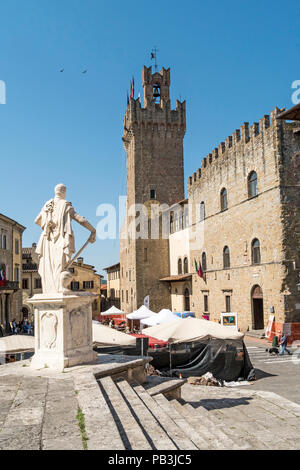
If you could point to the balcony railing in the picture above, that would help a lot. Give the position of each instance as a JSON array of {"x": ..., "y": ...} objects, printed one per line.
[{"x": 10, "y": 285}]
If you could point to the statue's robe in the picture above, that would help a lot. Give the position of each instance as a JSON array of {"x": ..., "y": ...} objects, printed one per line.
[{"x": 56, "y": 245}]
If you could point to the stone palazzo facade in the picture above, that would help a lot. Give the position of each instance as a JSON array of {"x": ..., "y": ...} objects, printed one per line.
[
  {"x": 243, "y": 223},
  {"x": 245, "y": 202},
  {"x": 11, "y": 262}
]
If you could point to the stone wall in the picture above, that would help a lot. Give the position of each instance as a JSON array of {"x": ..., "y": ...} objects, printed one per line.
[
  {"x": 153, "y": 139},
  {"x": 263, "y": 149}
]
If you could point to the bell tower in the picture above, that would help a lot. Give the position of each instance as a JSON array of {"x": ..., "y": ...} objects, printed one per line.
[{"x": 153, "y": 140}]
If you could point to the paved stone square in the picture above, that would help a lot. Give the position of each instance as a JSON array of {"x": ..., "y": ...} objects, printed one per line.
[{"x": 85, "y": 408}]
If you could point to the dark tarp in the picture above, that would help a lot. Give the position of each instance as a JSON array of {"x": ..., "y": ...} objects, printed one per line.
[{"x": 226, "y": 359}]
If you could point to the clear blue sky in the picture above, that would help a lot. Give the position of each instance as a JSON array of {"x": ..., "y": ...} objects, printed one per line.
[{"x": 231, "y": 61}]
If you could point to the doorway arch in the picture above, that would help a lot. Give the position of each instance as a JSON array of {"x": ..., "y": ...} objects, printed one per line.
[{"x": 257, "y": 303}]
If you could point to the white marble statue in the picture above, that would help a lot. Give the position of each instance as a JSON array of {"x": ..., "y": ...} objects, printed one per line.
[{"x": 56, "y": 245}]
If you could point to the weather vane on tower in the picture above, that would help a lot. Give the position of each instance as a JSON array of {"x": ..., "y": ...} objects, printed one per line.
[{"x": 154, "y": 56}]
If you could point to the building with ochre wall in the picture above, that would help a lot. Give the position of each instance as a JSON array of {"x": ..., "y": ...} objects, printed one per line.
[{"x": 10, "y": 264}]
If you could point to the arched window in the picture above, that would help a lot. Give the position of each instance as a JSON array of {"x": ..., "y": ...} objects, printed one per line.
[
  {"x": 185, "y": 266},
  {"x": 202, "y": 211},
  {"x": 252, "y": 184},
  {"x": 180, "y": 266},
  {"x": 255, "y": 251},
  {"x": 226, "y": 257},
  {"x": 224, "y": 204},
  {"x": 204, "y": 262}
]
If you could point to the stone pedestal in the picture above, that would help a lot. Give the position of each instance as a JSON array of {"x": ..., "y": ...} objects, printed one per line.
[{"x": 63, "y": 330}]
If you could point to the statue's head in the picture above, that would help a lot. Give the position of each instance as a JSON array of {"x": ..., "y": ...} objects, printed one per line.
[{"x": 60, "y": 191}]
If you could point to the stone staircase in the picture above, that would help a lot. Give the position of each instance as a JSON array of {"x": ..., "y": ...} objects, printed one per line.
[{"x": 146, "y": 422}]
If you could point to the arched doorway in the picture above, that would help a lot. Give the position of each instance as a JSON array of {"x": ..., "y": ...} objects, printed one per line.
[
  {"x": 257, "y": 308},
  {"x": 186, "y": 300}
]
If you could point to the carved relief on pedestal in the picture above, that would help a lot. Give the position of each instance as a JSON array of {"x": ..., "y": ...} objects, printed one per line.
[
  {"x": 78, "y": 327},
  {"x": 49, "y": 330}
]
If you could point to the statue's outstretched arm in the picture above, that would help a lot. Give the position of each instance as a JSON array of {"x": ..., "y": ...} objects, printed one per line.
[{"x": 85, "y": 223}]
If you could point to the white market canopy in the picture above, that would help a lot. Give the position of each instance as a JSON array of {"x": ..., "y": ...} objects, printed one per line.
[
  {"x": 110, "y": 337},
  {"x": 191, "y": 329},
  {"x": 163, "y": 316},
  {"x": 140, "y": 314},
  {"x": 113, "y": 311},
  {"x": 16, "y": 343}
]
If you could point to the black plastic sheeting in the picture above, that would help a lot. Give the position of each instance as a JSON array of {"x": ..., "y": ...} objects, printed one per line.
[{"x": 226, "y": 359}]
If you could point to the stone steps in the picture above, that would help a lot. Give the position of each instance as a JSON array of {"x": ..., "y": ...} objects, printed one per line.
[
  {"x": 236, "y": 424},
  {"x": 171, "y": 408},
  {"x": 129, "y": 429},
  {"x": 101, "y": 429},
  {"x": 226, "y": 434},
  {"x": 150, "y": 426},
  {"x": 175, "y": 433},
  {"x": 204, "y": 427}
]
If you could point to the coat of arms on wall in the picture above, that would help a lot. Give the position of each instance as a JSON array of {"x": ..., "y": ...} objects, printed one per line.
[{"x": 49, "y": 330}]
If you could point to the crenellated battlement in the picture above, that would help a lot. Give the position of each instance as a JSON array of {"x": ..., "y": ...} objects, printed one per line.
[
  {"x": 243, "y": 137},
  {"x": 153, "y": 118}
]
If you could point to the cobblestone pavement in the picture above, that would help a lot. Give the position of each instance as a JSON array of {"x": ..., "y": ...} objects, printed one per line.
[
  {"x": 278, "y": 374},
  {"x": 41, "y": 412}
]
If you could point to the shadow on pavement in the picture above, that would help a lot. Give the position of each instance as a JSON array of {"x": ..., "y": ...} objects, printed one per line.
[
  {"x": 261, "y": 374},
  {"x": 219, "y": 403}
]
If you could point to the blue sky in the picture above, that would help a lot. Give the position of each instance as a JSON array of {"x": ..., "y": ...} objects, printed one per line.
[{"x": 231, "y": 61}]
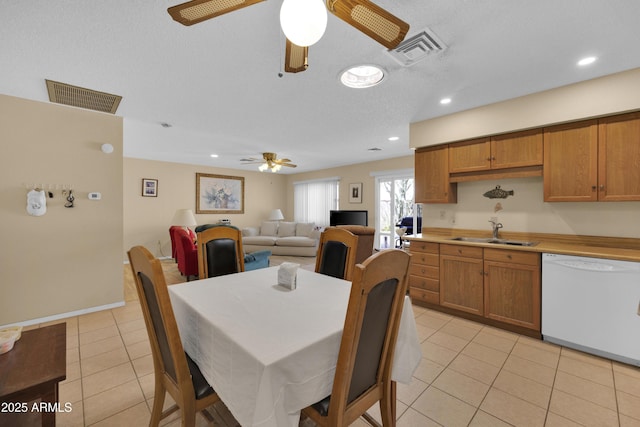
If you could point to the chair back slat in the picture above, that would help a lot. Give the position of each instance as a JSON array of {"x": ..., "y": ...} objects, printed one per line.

+ + + +

**Task description:** Output all the data above verbatim, leaving out images.

**Response for this exercise:**
If you could point to the balcony railing in the picture above, that would help a lot. Give the position of each instance as a JSON array of {"x": ..., "y": ...} objects, printed one per line.
[{"x": 10, "y": 285}]
If you could point to the statue's robe in the picture above, that would help a lot. Give the position of each instance as a JSON array of {"x": ..., "y": ...} objects, printed one per line.
[{"x": 56, "y": 245}]
If you could point to the stone palazzo facade in the picture above, that would help a lot. Give the position of each instance as a JSON array of {"x": ..., "y": ...} objects, printed one per line.
[
  {"x": 243, "y": 223},
  {"x": 245, "y": 202},
  {"x": 11, "y": 262}
]
If you could point to the stone wall in the picture above, that would help a lot. Give the position of each instance as a JSON array of {"x": ..., "y": ...} objects, printed one per line.
[
  {"x": 153, "y": 139},
  {"x": 263, "y": 149}
]
If you could point to the bell tower in the picture above, that would help a lot. Give the position of each instance as a JSON array of {"x": ..., "y": ...} objects, printed one per line.
[{"x": 153, "y": 140}]
If you could point to the paved stone square in the picture above, that would help a lot. Give the position of each instance as a JSON array of {"x": ..., "y": ...} objects, printed one per line.
[{"x": 85, "y": 408}]
If you could point to the dark tarp in the picture above, that would help a lot. Give the position of each instance as a JSON array of {"x": ..., "y": ...} objects, printed one per line.
[{"x": 226, "y": 359}]
If you could point to the clear blue sky in the picture above, that would help a lot. Give the position of each instance as a JSON array of {"x": ..., "y": ...} objects, printed one per line.
[{"x": 231, "y": 61}]
If you could point to the doorway arch in the picture above, that would help a lot. Give the position of each instance as a JSON array of {"x": ..., "y": ...} objects, printed one per line.
[{"x": 257, "y": 303}]
If you could point to the white marble statue in the picture above, that would help a lot. Give the position of each instance as a JSON array of {"x": ..., "y": ...} objects, printed one per line.
[{"x": 56, "y": 245}]
If you could point to the weather vane on tower in the picture above, that would help a lot. Give the position of each instance as a JSON array of {"x": ..., "y": ...} objects, printed one per line.
[{"x": 154, "y": 56}]
If you could point to the building with ochre wall in the picture above, that would help a lot. Give the position of each instance as a JSON array of {"x": ..., "y": ...} objects, printed one per line.
[{"x": 10, "y": 264}]
If you could point to the arched window in the picture above, that would help a lot. Give the position of each instance as a JSON array of {"x": ..., "y": ...} objects, printed one per line.
[
  {"x": 185, "y": 266},
  {"x": 202, "y": 211},
  {"x": 252, "y": 184},
  {"x": 180, "y": 266},
  {"x": 255, "y": 251},
  {"x": 226, "y": 257},
  {"x": 224, "y": 204},
  {"x": 204, "y": 262}
]
If you could point to the stone pedestal in the picture above, that would help a lot. Give the position of each instance as a JSON array of {"x": ..., "y": ...} objects, printed one per line.
[{"x": 63, "y": 330}]
If you could point to the statue's head in the picture above, that would help a lot. Give the position of each instance as a JSON array of {"x": ..., "y": ...} objects, printed one per line.
[{"x": 60, "y": 191}]
If you could point to the stone staircase in the picture above, that would help a lot. Give the position of each instance as a JSON array of {"x": ..., "y": ...} objects, printed one per line.
[{"x": 146, "y": 422}]
If you could point to the arched doorway in the picture above, that would help a lot. Give the position of each instance as a JSON array of {"x": ..., "y": ...} objects, printed one per line.
[
  {"x": 257, "y": 308},
  {"x": 186, "y": 300}
]
If you could point to the carved relief on pedestal in the picture above, that would help a lot. Give the position of each instance as a JSON array of {"x": ..., "y": ...} objects, printed one per line.
[
  {"x": 78, "y": 327},
  {"x": 49, "y": 330}
]
If you could point to the statue's outstretched arm in the picture above, that would help a lot. Give the position of each instance as a JSON array of {"x": ..., "y": ...} objects, printed one per line.
[{"x": 85, "y": 223}]
If you could point to the white market canopy in the picture above, that would help a lot. Give the position of each instance as a JSON array of {"x": ..., "y": ...} objects, printed one per line.
[
  {"x": 110, "y": 337},
  {"x": 191, "y": 329},
  {"x": 163, "y": 316},
  {"x": 140, "y": 314},
  {"x": 113, "y": 311},
  {"x": 16, "y": 343}
]
If you could point to the black plastic sheeting in the picture above, that would help a lot. Give the position of each instance as a JSON array of {"x": ..., "y": ...} objects, printed one per line.
[{"x": 226, "y": 359}]
If you could point to the stone steps in the picture above, that would help a lot. Give the position of each instance as a JSON array of {"x": ..., "y": ...} objects, printed one per line.
[
  {"x": 236, "y": 424},
  {"x": 171, "y": 408},
  {"x": 129, "y": 429},
  {"x": 101, "y": 429},
  {"x": 226, "y": 434},
  {"x": 150, "y": 426},
  {"x": 175, "y": 433},
  {"x": 204, "y": 427}
]
If you could point to the coat of arms on wall in the picture above, that would help a lot. Give the position of each instance as a JSON array of {"x": ..., "y": ...} objects, printed one per line.
[{"x": 49, "y": 330}]
If you could point to the crenellated battlement in the picture above, that would help a lot. Give the position of each instance as a JSON array of {"x": ..., "y": ...} objects, printed one per line.
[
  {"x": 243, "y": 137},
  {"x": 153, "y": 118}
]
If you could point to the cobblestone pavement in the picture above, that would help a lot. Give the position of each instance as a JSON array of {"x": ..., "y": ...} objects, printed one per line.
[
  {"x": 278, "y": 374},
  {"x": 41, "y": 412}
]
If you could point to the shadow on pavement in the picture above, that would help a lot. Give the position of each instance as a JSON array of {"x": ..., "y": ...} objects, printed one per line.
[
  {"x": 261, "y": 374},
  {"x": 219, "y": 403}
]
If you could point to the blue sky in the picture above, that would help a lot. Give the position of each instance as a JSON array of {"x": ..., "y": ...} objects, printed one per line.
[{"x": 231, "y": 61}]
If you could point to the chair back slat in the picture above, that would help a lot. Give the position of each instance as a JSON array of {"x": ..., "y": ...} objects, printed one per line.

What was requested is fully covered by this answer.